Given task: Reproduce all of the data below word for word, leaving out the pictures.

Extracted entries:
## START

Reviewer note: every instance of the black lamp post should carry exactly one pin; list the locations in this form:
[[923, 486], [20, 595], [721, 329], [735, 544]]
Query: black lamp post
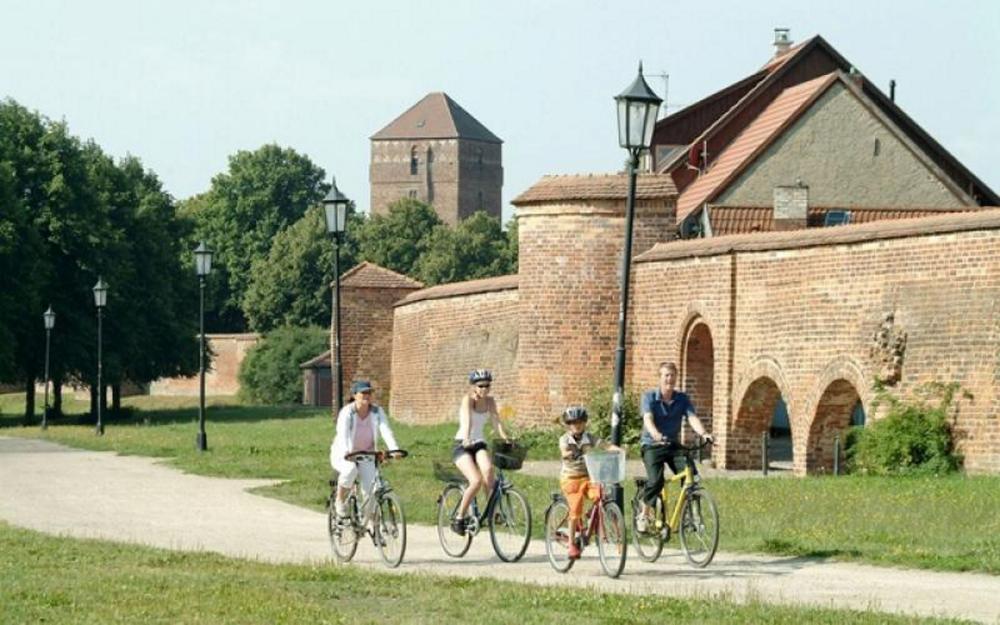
[[637, 110], [203, 267], [50, 321], [335, 210], [100, 300]]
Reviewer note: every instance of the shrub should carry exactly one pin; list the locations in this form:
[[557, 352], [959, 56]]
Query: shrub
[[270, 372], [914, 438], [599, 409]]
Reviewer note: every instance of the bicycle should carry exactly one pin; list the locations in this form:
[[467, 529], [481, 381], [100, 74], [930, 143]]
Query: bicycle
[[604, 521], [694, 516], [380, 515], [506, 511]]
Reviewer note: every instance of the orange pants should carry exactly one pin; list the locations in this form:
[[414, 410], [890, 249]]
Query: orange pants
[[576, 490]]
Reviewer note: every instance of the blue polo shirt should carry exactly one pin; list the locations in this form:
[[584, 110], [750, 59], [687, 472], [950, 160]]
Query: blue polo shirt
[[668, 416]]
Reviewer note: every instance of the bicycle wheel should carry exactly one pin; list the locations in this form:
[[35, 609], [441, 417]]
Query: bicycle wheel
[[612, 543], [649, 542], [453, 544], [699, 528], [557, 536], [343, 536], [390, 529], [510, 525]]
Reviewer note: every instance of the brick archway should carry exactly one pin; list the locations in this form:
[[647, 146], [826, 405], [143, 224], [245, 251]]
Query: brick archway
[[698, 370], [752, 420], [832, 417]]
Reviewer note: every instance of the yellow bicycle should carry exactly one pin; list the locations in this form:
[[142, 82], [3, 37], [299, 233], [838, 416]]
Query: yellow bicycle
[[694, 516]]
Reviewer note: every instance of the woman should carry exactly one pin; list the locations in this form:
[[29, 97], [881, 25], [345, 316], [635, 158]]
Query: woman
[[470, 452]]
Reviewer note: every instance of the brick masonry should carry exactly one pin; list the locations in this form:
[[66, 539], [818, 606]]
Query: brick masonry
[[221, 377]]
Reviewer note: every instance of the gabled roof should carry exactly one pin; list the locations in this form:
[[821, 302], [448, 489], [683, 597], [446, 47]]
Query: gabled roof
[[596, 187], [370, 275], [436, 116], [761, 132], [717, 120], [726, 220]]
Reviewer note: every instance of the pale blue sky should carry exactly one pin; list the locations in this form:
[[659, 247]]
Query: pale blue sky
[[184, 84]]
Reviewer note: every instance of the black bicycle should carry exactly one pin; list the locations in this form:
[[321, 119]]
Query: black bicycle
[[506, 511], [380, 515]]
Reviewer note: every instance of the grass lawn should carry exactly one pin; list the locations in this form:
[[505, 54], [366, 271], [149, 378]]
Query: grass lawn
[[950, 523], [62, 580]]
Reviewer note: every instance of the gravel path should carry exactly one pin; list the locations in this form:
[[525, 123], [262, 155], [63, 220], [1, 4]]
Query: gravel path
[[58, 490]]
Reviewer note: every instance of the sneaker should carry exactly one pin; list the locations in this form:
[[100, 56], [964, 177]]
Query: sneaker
[[574, 551], [641, 522]]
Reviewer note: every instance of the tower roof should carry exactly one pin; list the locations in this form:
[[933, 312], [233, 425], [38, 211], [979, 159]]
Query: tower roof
[[436, 116]]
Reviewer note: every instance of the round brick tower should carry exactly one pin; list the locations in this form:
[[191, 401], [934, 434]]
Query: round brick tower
[[570, 237]]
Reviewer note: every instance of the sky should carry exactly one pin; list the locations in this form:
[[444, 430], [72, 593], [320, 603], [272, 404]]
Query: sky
[[185, 84]]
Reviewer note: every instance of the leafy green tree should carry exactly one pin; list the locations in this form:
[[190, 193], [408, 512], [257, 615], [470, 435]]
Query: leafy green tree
[[291, 285], [475, 248], [398, 239], [270, 372], [262, 193]]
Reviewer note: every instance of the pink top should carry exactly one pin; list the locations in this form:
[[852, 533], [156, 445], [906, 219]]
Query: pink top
[[364, 434]]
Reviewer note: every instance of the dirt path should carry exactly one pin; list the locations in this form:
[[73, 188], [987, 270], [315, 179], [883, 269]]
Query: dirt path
[[58, 490]]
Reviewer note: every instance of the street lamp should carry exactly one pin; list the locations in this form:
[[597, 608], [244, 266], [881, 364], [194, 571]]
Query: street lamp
[[50, 321], [202, 267], [335, 211], [100, 300], [637, 110]]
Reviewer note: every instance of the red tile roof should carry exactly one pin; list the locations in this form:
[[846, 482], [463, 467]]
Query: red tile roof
[[987, 218], [469, 287], [728, 220], [370, 275], [436, 116], [751, 142], [596, 187]]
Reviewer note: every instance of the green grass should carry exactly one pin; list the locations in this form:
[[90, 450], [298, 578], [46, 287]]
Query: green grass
[[950, 523], [62, 580]]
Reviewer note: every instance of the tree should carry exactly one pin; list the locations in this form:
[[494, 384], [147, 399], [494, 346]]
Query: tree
[[291, 285], [475, 248], [398, 239], [262, 193]]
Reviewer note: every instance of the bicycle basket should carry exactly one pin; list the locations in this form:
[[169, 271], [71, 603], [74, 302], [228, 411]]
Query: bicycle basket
[[605, 467], [509, 457]]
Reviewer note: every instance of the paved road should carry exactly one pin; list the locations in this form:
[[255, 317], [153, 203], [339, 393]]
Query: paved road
[[64, 491]]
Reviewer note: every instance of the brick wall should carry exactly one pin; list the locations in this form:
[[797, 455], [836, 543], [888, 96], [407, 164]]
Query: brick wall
[[221, 377], [442, 333], [794, 315], [569, 263]]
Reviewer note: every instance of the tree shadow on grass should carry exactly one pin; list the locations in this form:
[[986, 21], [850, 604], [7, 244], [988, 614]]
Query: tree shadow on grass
[[218, 413]]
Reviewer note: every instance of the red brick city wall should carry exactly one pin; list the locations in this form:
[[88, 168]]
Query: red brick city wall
[[221, 378], [436, 342], [569, 263], [366, 335], [795, 315]]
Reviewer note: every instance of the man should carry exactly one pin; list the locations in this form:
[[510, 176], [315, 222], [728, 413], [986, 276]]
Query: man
[[663, 413], [359, 423]]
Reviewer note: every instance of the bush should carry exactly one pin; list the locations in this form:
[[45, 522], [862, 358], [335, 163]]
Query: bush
[[914, 438], [599, 409], [270, 372]]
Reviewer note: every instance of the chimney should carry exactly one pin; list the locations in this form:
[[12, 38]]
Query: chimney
[[791, 206], [782, 42]]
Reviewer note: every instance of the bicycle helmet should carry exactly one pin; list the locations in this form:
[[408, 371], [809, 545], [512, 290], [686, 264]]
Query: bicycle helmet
[[574, 414], [480, 375]]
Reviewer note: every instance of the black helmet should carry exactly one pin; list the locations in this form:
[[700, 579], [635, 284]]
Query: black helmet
[[480, 375], [574, 414]]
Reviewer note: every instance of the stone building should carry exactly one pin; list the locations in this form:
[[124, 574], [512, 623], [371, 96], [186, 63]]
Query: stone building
[[803, 318], [438, 153]]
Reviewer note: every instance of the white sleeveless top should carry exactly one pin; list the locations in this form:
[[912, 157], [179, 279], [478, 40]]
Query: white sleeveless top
[[477, 422]]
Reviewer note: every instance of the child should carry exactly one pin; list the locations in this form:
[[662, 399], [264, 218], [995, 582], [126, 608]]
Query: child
[[573, 479]]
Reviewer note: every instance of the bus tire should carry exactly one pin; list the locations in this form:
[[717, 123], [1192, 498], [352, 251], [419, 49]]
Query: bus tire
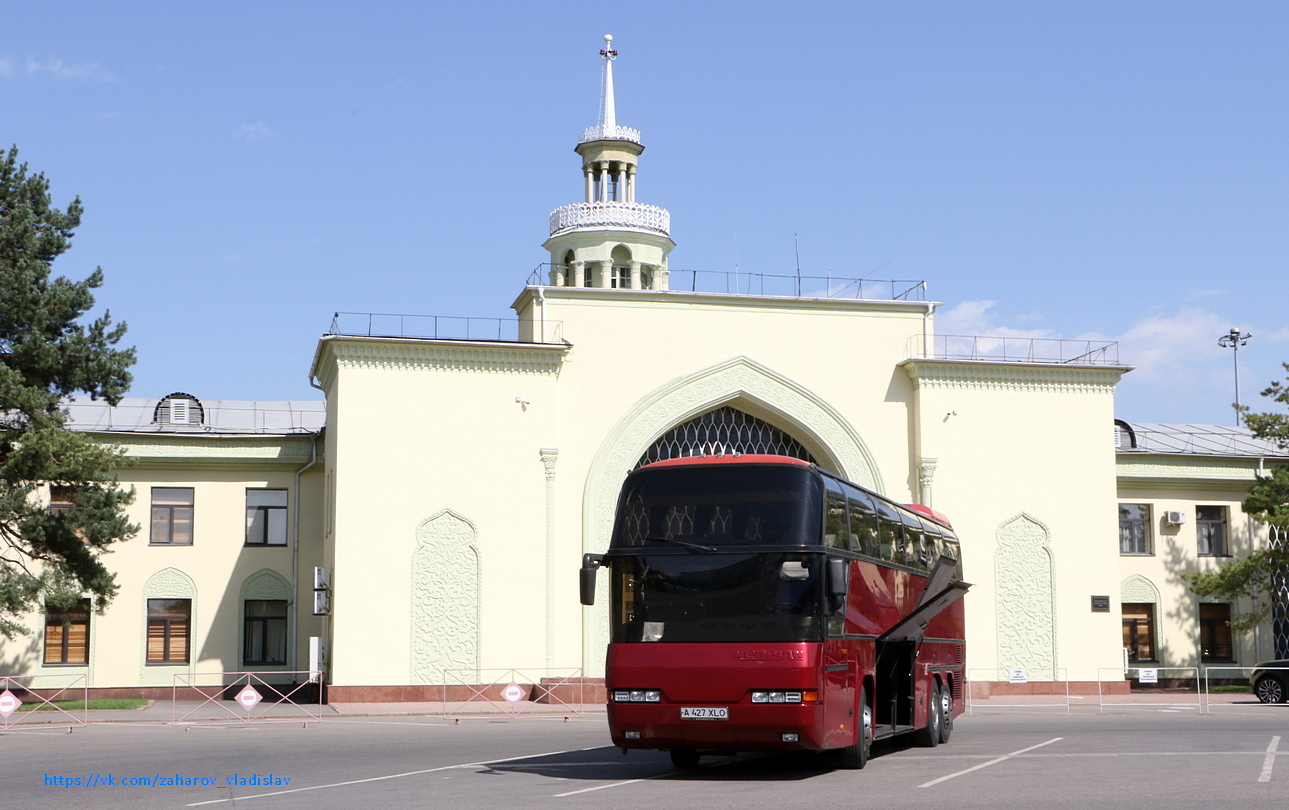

## END

Written response:
Reviewer note: every instance of the black lamp post should carry exactly one pin; list the locations in this form:
[[923, 486], [20, 595], [721, 329], [735, 544]]
Query: black lamp post
[[637, 110], [203, 267], [50, 321], [335, 210], [100, 300]]
Reviewer note: every instance of the shrub should carry exactly one pin; list the locations in this form:
[[557, 352], [959, 56]]
Query: shrub
[[270, 372], [914, 438], [599, 409]]
Reviewer note: every instance of the bicycle should carry exactly one pin; list the locations in this form:
[[467, 529], [481, 381], [100, 74], [930, 143]]
Query: bicycle
[[604, 521], [694, 516], [380, 515], [506, 511]]
Reviewer note: every instance of the orange pants should carry exactly one pin; list the locations in this form:
[[414, 410], [890, 249]]
Query: orange pants
[[576, 490]]
Reviewer note: every instance of the blue polo shirt should carry exactly one pin; list the locations in this form:
[[584, 110], [750, 59], [687, 472], [950, 160]]
Query: blue polo shirt
[[668, 416]]
Reviewer note: every instance of the bicycle wheel should carry exactly one pin; list the locations in this form:
[[35, 609], [441, 417]]
Query: bicycle wheel
[[612, 543], [649, 542], [453, 544], [699, 528], [557, 536], [343, 536], [390, 529], [510, 525]]
Reviewer note: every instance of the brick archway should carry exactly one pin; list the locations in this form:
[[647, 146], [826, 405], [143, 224], [245, 251]]
Query: brick archway
[[698, 370], [752, 420], [832, 417]]
Reviewer note: every instance of the yellow bicycle should carry exactly one pin; list the locations in this form:
[[142, 82], [3, 37], [299, 233], [838, 416]]
Query: yellow bicycle
[[694, 516]]
Reviewer note: every instance of the woman should carry exactly one pin; list the locations in this form:
[[29, 97], [881, 25], [345, 316], [635, 158]]
Query: woman
[[470, 452]]
Reviewer note: every instance of the brick masonry should carry exactly one pin; list the locations in this form:
[[66, 539], [818, 606]]
Query: brick masonry
[[221, 377]]
Reviewer note: every instance of the gabled roof should carry exactly one pin; list the locations in this form:
[[821, 302], [448, 489], [683, 597], [446, 47]]
Query: gabled roof
[[596, 187], [370, 275], [436, 116], [761, 132], [717, 120], [726, 220]]
Reviewer note: every instance of the pale blue sky should carry exactly one pin; list the locations in this form:
[[659, 247]]
Query: pale blue sky
[[184, 84]]
Reviewer note: every instance of the black bicycle should carry exactly one pin; list the locations in this form:
[[321, 119]]
Query: black bicycle
[[506, 511], [380, 515]]
Reviewer note: every instance of the grass lawn should carry exactly one pin; list the locations in this form:
[[505, 54], [366, 271], [149, 378]]
Query: grass lawn
[[950, 523], [62, 580]]
Reviewer note: every instance of the gravel path should carry exactly one pin; list the locations in this form:
[[525, 123], [262, 155], [63, 220], [1, 4]]
Query: gravel path
[[58, 490]]
Reviewer note: every instance of the sneaker should carry exactly one pin; list the locations in this form:
[[100, 56], [964, 177]]
Query: sneaker
[[574, 551], [641, 522]]
Reviewer note: every instance of the tower roof should carry exactly one pin; list the locations in this form:
[[933, 312], [233, 425], [38, 211], [979, 159]]
Query: tower roof
[[436, 116]]
Reviewer note: every instance of the round brick tower should carry exactly one pin; list the locations in this form:
[[191, 401], [934, 434]]
Query: round brick tower
[[570, 237]]
Reviewer note: every instance of the sky should carry exactly one pin; list the locations in this form:
[[444, 430], [72, 593], [320, 603], [272, 404]]
Query: sky
[[185, 84]]
Reviewer note: every instance of the leafy green tree should carry exactly one pin; list the locations in this form:
[[190, 193], [408, 512], [257, 615], [470, 435]]
Query: leafy green tree
[[291, 285], [475, 248], [398, 239], [270, 372], [262, 193]]
Reviewer note: every instance of the pink top should carry exactly one pin; list the locations in this form:
[[852, 533], [156, 445], [906, 219]]
Query: pink top
[[364, 434]]
Reviewer note: every instance of the dirt path should carry exactly one pin; list the locations in this form:
[[73, 188], [987, 270], [315, 179], [883, 269]]
Query: dirt path
[[58, 490]]
Reviewer note: every instance of the street lamp should carry exactly one pin; list the locations in this form:
[[597, 608], [244, 266], [881, 364], [194, 571]]
Query: street lamp
[[50, 321], [202, 267], [335, 211], [100, 300], [637, 110]]
Reviewer note: every instance of the red tile roof should carry exactly one pin; list the locations in this form:
[[846, 482], [463, 467]]
Query: red tile roof
[[987, 218], [469, 287], [728, 220], [370, 275], [436, 116], [751, 142], [596, 187]]
Reviewer note: every instance of the green grass should carry exactly one pin; list the locations in this form:
[[90, 450], [298, 578], [46, 287]]
Query: green grass
[[950, 523], [62, 580]]
Reviewer note: every instance of the tree should carry exactly one pin; list the locations in this form:
[[494, 384], [147, 399], [494, 346]]
Query: tree
[[291, 285], [475, 248], [398, 239], [262, 193]]
Reviewer note: every instance of the bicycle basket should carry exactly one pin; list the locations in this form:
[[169, 271], [71, 603], [74, 302], [228, 411]]
Query: bicycle basket
[[605, 467], [509, 457]]
Reviewer note: every instance of the paved road should carry exactly one pin; list the locations in this form:
[[255, 317], [153, 203], [339, 393]]
Query: paved road
[[64, 491]]
Reviewer note: every instance of the brick wall should carry exactly one pin; list the locations in this form:
[[797, 455], [836, 543], [888, 96], [407, 164]]
Query: brick wall
[[221, 377], [442, 333], [794, 315], [569, 263]]
Reviewer note: every instance of the tree shadow on grass should carry exactly one pin; list the locations in this form:
[[986, 21], [850, 604], [7, 244], [988, 614]]
Query: tree shadow on grass
[[218, 413]]
Reviewer note: every instance of the red brick city wall should carry exactly one pin; list the locations in this form:
[[88, 168]]
Query: red brick city wall
[[221, 378], [436, 342], [569, 263], [366, 335], [795, 315]]
Reviewer note: every instance of the man should carry exactly one pin; list the locations in this form:
[[510, 176], [315, 222], [728, 413], [986, 276]]
Query: man
[[663, 413], [359, 423]]
Reviewer note: every instance of the bush should carry exactly one pin; list the locations in this form:
[[45, 522], [862, 358], [335, 163]]
Query: bush
[[914, 438], [599, 409], [270, 372]]
Reviewer note: every instance of the chimney should carry exactly one pin; list the locations in this form:
[[12, 38]]
Query: chimney
[[791, 206], [782, 42]]
Reviewer note: every instance of the bicycle helmet should carry exactly one pin; list the locations in this form:
[[408, 371], [809, 545], [512, 290], [686, 264]]
Query: bicycle helmet
[[574, 414], [480, 375]]
Reviewer note: every instance of the black helmet should carry exactly one pin; list the locations in this form:
[[700, 579], [635, 284]]
Query: black helmet
[[480, 375], [574, 414]]
Reviewer note: every instance of the stone building should carry exactly one pin; list the locations in this form:
[[124, 574], [512, 623], [371, 96], [186, 63]]
Query: stone building
[[803, 318], [438, 153]]
Reviewer note: every instance of the white sleeveless top should carry exactly one pin; list the locations in this form:
[[912, 157], [179, 279], [478, 40]]
Query: white sleeveless top
[[477, 422]]
Reviewer note: every instance of the child should carry exactly one pin; list the locations in this form:
[[662, 399], [264, 218], [995, 582], [126, 608]]
Query: child
[[573, 479]]
Reviewer note: every instance of the bus tire should carry exactly one pin; list the locations in this form:
[[717, 123], [1192, 498], [352, 251], [419, 49]]
Query: bus tire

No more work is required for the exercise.